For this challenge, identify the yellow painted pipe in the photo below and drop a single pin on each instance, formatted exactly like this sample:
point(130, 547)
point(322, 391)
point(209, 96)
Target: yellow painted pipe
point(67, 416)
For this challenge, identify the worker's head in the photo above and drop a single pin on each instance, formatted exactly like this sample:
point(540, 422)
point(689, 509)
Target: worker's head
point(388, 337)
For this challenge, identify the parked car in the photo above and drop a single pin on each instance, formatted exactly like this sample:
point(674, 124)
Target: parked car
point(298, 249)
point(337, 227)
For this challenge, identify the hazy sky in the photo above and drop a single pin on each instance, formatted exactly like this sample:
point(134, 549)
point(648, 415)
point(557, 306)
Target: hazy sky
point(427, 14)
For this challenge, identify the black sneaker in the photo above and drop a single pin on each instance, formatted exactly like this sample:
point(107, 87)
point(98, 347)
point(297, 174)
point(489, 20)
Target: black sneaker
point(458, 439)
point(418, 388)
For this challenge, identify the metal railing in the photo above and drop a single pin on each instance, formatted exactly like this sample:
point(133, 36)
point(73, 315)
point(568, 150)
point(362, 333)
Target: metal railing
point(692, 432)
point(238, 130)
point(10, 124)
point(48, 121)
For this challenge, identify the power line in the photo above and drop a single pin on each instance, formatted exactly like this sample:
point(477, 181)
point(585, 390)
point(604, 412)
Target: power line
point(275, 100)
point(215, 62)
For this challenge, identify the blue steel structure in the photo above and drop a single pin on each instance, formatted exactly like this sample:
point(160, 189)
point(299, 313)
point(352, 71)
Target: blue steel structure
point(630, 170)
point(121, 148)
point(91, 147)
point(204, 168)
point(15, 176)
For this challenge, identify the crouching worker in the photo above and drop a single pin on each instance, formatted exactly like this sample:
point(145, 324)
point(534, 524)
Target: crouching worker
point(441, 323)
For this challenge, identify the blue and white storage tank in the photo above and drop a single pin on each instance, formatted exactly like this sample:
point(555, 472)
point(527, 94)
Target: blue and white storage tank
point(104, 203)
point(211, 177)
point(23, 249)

-------

_Task goal_
After locating the line holding "point(98, 347)" above, output exactly that line and every line after it through the line holding "point(362, 333)". Include nothing else.

_Result of this exercise_
point(98, 347)
point(297, 174)
point(489, 20)
Target: black sneaker
point(458, 439)
point(418, 388)
For this challenge, identify the metal railing in the photo above and drop a single pin on each instance, formatted exactly like this sample:
point(133, 36)
point(73, 315)
point(568, 150)
point(362, 333)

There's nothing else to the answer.